The task calls for the line containing "Task: one point marks each instance of the long" and all later lines, through the end of the entries below, to be set down exactly and without pictures.
** GIVEN INFORMATION follows **
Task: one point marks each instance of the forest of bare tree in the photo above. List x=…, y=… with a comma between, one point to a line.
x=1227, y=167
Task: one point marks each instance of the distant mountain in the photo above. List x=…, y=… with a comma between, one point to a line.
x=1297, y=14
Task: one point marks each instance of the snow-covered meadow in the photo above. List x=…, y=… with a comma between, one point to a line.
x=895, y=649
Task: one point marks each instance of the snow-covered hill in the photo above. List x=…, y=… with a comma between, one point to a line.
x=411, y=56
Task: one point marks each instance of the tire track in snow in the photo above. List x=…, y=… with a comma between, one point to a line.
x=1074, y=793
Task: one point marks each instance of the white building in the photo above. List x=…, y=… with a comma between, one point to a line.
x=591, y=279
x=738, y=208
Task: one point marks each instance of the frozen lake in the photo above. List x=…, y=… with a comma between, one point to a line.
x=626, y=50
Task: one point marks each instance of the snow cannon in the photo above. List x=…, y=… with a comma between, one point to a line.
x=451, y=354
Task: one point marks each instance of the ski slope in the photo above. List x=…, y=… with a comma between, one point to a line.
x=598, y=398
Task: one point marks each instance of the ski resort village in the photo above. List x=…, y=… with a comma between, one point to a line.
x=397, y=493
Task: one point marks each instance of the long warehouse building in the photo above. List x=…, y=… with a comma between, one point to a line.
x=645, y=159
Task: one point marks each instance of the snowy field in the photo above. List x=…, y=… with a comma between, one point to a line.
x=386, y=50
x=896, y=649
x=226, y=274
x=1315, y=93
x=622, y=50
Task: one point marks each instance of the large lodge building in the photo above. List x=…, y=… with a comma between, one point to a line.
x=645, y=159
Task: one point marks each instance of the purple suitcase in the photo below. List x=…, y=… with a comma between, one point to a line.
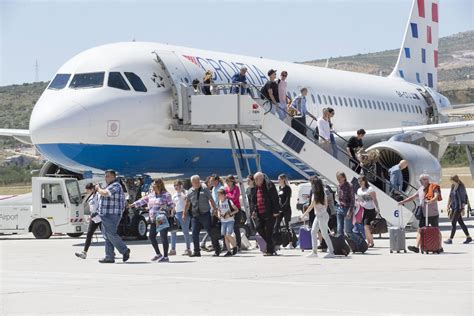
** End of GIVEN INFORMATION **
# YOUR RESPONSE
Task: one point marks each instance of the long warehouse building in the photo above. List x=…, y=… with a comma between, one point to a line.
x=645, y=159
Task: one point marks each instance of the snowy field in the photo above. List x=…, y=… with a comma between, one point to a line.
x=386, y=50
x=896, y=649
x=226, y=274
x=1315, y=93
x=622, y=50
Task: one point marks each instance of the large lodge building in the photo above. List x=…, y=… with a comma between, one point to a line.
x=645, y=159
Task: one point marks each instance of the purple suitcase in the photo below. List x=…, y=… with a comma between, one point to a line.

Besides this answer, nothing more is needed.